## EXERCISE GOAL:
Output every line of the data exactly as it appears.
start DATA PROVIDED
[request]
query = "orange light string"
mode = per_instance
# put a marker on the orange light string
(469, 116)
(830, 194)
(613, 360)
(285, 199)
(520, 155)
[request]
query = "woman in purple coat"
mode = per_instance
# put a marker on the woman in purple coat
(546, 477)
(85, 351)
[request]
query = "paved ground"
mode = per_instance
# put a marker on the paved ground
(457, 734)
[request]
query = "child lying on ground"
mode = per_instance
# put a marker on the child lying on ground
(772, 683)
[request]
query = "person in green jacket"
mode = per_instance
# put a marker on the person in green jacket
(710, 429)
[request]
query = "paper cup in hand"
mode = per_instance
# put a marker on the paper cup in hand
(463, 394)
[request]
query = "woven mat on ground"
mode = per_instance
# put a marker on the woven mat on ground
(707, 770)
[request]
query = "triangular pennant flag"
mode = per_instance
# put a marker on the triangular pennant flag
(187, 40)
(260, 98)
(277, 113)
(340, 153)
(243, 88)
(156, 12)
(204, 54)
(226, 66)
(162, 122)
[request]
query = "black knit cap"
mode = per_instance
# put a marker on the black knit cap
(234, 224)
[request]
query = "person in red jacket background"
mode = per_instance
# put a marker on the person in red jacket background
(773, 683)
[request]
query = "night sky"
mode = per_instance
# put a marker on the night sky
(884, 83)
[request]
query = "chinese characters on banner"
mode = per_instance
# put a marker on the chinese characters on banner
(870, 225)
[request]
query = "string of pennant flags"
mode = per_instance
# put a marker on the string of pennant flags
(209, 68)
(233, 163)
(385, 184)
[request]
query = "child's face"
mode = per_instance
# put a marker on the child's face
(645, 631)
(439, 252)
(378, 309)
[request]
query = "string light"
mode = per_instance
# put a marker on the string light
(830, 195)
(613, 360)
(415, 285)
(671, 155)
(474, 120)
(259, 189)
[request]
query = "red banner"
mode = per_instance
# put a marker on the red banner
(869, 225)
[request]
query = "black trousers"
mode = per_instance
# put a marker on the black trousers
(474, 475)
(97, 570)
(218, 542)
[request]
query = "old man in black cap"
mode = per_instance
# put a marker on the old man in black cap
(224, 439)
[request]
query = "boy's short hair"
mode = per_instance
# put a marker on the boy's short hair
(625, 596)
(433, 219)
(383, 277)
end DATA PROVIDED
## WRITTEN SOLUTION:
[request]
query = "orange light string"
mode = per_instance
# put a marker on the orange light string
(469, 116)
(830, 194)
(613, 360)
(285, 199)
(520, 155)
[request]
query = "woman in purple coat"
mode = per_instance
# put a marker on the woman in purple coat
(546, 477)
(85, 351)
[request]
query = "paved ground"
mode = per_instance
# put a marker on the paved ground
(457, 734)
[request]
query = "child lying on ground"
mode = per_instance
# put a marker on the child lying on ground
(772, 683)
[request]
query = "person in green jacket"
mode = per_instance
# put a marker on the person in green jacket
(710, 429)
[request]
query = "paper cup in hand"
mode = per_instance
# put a marker on the paper cup in hand
(463, 394)
[request]
query = "woven mat on ground"
mode = per_instance
# put a marker on the woven mat on ground
(707, 770)
[request]
query = "triangular pennant flag"
mode = per_instance
# put a marker on the triangular pennant flag
(187, 40)
(260, 98)
(277, 113)
(340, 153)
(243, 88)
(156, 12)
(204, 54)
(226, 66)
(162, 122)
[request]
query = "black knit cap"
mode = per_instance
# put a marker on the black knit cap
(234, 224)
[request]
query = "person in red jacket background"
mode = per_instance
# put a marker on the person in red jacket background
(773, 683)
[request]
query = "night sky"
mode = per_instance
# put a marker on the night sky
(884, 83)
[request]
query = "chinese characters on banner"
mode = per_instance
# put a marker on the chinese characters on banner
(870, 225)
[request]
query = "string of pennant flags"
mode = per_instance
# put a marker on the string of pennant flags
(209, 68)
(233, 163)
(385, 184)
[request]
query = "child's face"
mode = per_instance
# put a marker on the child's face
(645, 631)
(439, 252)
(378, 309)
[request]
query = "string light"
mode = per_instance
# put a marker on the string light
(830, 195)
(613, 360)
(415, 285)
(671, 155)
(474, 120)
(259, 189)
[request]
query = "red banner"
mode = per_instance
# put a marker on the red banner
(869, 225)
[request]
query = "black trousers"
mode = per_instance
# put a marker on the black trousers
(474, 475)
(97, 570)
(218, 542)
[request]
query = "old man in black cap"
mode = per_instance
# put a marker on the old man in black cap
(224, 439)
[request]
query = "boy's short hair"
mode = per_instance
# put a marker on the boy's short hair
(625, 596)
(433, 219)
(383, 277)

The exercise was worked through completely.